» TASK TO CARRY OUT
Return the full set of entries precisely. Do not carry over any pictures.

(MATERIAL SUPPLIED)

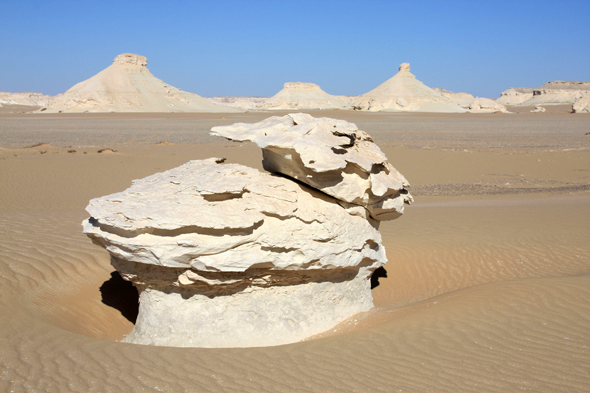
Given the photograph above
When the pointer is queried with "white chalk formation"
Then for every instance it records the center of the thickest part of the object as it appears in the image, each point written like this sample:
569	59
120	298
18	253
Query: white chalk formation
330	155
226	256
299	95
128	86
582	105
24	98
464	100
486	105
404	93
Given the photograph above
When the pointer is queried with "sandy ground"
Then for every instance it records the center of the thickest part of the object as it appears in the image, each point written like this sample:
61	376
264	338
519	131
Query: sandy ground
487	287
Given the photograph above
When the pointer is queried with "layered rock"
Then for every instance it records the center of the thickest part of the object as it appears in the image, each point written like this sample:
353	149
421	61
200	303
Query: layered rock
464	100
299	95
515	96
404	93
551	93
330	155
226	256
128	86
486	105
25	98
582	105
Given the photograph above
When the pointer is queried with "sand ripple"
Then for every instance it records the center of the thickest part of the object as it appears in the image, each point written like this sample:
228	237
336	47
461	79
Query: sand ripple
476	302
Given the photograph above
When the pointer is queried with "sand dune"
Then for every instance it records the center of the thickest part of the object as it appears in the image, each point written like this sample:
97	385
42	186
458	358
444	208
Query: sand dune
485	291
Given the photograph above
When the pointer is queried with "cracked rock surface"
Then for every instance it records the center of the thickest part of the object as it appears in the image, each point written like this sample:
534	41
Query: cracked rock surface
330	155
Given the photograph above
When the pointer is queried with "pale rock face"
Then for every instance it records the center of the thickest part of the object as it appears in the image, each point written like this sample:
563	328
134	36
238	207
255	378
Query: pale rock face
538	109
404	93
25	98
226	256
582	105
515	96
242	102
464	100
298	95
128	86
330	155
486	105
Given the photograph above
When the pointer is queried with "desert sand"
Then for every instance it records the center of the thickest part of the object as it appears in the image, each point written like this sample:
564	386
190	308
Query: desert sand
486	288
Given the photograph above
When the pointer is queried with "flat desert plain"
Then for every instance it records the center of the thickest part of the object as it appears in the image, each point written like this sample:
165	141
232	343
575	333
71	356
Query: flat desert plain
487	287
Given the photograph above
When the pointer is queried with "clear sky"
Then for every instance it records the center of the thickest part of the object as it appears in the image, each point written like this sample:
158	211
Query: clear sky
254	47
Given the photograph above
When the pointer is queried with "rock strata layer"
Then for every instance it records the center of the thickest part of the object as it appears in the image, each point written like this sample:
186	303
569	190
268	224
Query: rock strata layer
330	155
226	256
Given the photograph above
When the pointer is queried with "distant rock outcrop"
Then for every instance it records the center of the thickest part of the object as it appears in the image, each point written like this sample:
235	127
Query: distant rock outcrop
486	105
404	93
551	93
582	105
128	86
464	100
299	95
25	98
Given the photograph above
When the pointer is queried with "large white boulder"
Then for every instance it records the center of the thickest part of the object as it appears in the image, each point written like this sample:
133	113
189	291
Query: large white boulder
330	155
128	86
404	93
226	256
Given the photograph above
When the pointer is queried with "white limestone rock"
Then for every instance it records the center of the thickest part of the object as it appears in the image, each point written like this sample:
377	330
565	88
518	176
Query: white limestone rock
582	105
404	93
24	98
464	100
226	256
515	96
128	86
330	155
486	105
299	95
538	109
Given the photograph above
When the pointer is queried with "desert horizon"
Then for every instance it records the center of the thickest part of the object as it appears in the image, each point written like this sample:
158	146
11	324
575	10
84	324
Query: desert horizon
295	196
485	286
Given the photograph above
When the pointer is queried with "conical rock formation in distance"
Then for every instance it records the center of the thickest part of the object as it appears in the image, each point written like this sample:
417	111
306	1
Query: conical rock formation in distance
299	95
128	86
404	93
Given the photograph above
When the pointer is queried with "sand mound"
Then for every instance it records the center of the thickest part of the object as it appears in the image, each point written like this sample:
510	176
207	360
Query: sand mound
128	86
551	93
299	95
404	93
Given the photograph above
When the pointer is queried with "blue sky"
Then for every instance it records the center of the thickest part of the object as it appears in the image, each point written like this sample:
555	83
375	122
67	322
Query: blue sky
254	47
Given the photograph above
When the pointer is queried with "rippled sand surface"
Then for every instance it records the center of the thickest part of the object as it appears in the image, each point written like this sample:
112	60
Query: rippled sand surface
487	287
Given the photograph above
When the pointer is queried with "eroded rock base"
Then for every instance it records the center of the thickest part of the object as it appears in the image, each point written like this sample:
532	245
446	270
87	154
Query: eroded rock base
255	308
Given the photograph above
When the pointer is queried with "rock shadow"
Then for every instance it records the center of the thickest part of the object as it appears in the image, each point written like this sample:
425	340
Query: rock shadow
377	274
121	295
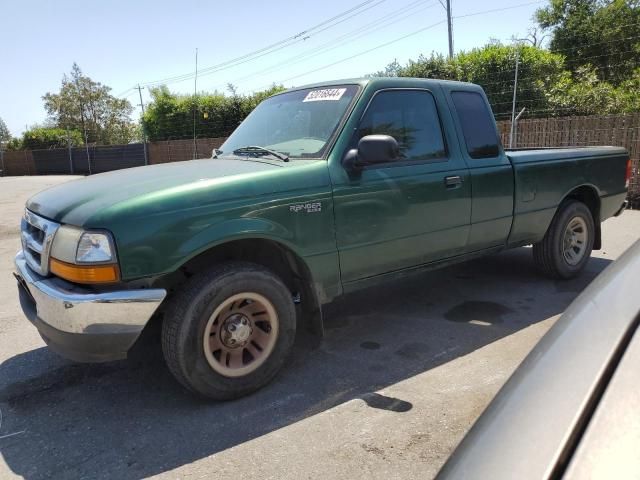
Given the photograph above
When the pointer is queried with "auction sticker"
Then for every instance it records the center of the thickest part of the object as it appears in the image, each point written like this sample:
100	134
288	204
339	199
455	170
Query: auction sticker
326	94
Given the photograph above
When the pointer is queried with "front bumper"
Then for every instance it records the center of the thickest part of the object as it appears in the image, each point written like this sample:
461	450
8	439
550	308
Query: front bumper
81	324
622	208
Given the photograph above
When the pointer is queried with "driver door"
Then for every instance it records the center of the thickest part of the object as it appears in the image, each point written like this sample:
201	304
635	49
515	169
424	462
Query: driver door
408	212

(End MATERIAL SUPPLIED)

» EXERCISE RESULT
Given the photograph above
When the pointer is queried with "white chalk formation"
Then for every instance it records the center of the thickest part of the object as it appears in the image, each point written like this sample:
569	59
120	298
18	253
Query: white chalk formation
330	155
226	256
299	95
128	86
582	105
24	98
464	100
486	105
404	93
Given the photograph above
When the pointer is queried with "sandy ground"
Then for every instance it records the center of the thickest part of the object as it appears in the image, each point written like this sample:
61	376
264	338
519	131
Query: sandy ground
487	287
Given the photograph above
When the pointer is queried with "layered rock"
Then for every instance it records the center of the thickest part of the object as it appears in the image, each point written like this sample:
353	149
421	61
200	303
Query: layered rock
464	100
299	95
515	96
404	93
551	93
330	155
226	256
128	86
486	105
25	98
582	105
Given the photograph above
When the pointer is queried with "sand ripple"
Then for every instance it records the center of the thickest part of the object as it appears in the image, each point written like this sample:
228	237
336	47
461	79
Query: sand ripple
476	302
Given the photograph above
When the pointer is queried with "sand dune"
Then for every instance it records the center of the thickest part of the object as it appears in the image, each point written like this sample:
97	385
42	186
458	358
444	208
Query: sand dune
485	291
Given the photograph above
When the pointer is queried with "cracked rock surface"
Then for every instance it records the center of the thickest part of the object as it appears in the image, each point written like this sample:
534	41
Query: cracked rock surface
330	155
Given the photograph above
When the pointer is queried with "pale rock face"
Then for every instance it records the center of the thickest part of the object as it appears in the image, each point written like this sample:
563	328
134	36
238	207
255	378
Query: pale rock face
538	109
404	93
25	98
226	256
582	105
515	96
242	102
464	100
298	95
128	86
330	155
486	105
Given the photograph above
When the pointer is queried with "desert sand"
Then for every instance it records the center of the thickest part of the object as it appears in the image, each point written like this sample:
564	386
190	308
Query: desert sand
486	288
Given the photograph above
When the pointer is queried with "flat desert plain"
Then for every instance it records the center of the thickest part of the object as it appears in the image, each point written like this sample:
165	141
232	343
575	333
71	356
Query: flat desert plain
487	287
Given the photograph above
When the pointer is queried with "clear sky"
Then for every instance it records the center of the thickest part of the object as it appears in the image, each point written like this sample:
158	211
Query: clear sky
254	47
Given the photograph above
When the pointer is queried with "rock strata layer"
Then for every instance it records the center of the thickest part of the object as it appears in the image, each point written like this sample:
186	303
569	190
268	224
Query: rock strata layer
330	155
226	256
Given the photograph above
When the pointer is queried with "distant rock outcrop"
Then for every instance it records the center of the thickest part of the object as it appears in the image, each point written like this sample:
235	127
Query: distant rock outcrop
486	105
404	93
551	93
582	105
128	86
464	100
299	95
25	98
Given the photograph above
When the pointer is queried with "large white boulder"
Then for every instance it records the center of the thickest part of the object as it appears in the image, each point written like this sample:
133	113
189	291
Query: large white boulder
330	155
128	86
404	93
226	256
Given the photograph above
When the pointer is queried with "white limestone rock"
Then for every instance it records the center of the thickest part of the object as it appears in the image, each point written like this sample:
377	330
565	88
518	176
Query: white limestone rock
582	105
404	93
24	98
464	100
226	256
515	96
128	86
330	155
486	105
299	95
538	109
Given the photograph above
When the pointer is queried with "desert horizon"
Then for every instance it records the center of the thickest part of the object as it appears in the image, each point written like this sample:
158	146
11	324
575	10
84	324
Query: desert horizon
295	196
485	286
Given the photograph above
When the pointer is queried with "conical rock formation in distance"
Then for every instance it records the center of the thickest part of the object as it appears in the image, each point written like this sample:
417	111
306	1
Query: conical rock formation in distance
299	95
128	86
404	93
Given the photograph above
When the pointer is queried with "sand mound"
Then for every instance it records the center of the thickest part of the object as it appears in the image, each point written like this sample:
510	176
207	360
Query: sand mound
128	86
551	93
299	95
404	93
Given the photograph above
When the pointer is queried with "blue sky"
Then for every instance it records the center of the thickest part of the object as it appears in the image, each point written like this sample:
555	83
375	122
67	322
Query: blue sky
254	47
Given the photograph above
When the pointer is queried with "rippled sand surface"
Then for every instance it records the center of the thickest part of the object as it appears in the image, each point written like this sample:
112	60
Query: rippled sand surface
487	287
Given the photograph above
When the pointer is queried with "eroded rock base"
Then for every instance it records the center of the thickest part of the object as it appears in the image, each point written like this sample:
532	245
446	270
87	154
Query: eroded rock base
255	308
Given the photograph above
When the pointer is queried with "rock shadow"
Then for every instance it records the center of the thickest part of the object as it appears in the image, each point written like this sample:
425	340
Query: rock shadow
377	274
121	295
Given the photograph above
When the pointer is queried with "auction sticker"
Then for every instance it records the center of the thickest part of the object as it appears in the image, each point written like this sample:
100	134
288	204
339	199
455	170
Query: auction sticker
326	94
Given the photograph above
When the pointer is queried with "front bumper"
Then for every instance it records the center of the thickest part of the object as it appears in the image, each point written like this sample:
461	450
8	439
550	308
Query: front bumper
81	324
622	208
Given the photograph above
When the pointer is queried with "driver door"
Then for every instance it records the center of the thickest part of the object as it appears in the image, each point written like this sample:
201	304
635	49
515	169
424	462
Query: driver door
408	212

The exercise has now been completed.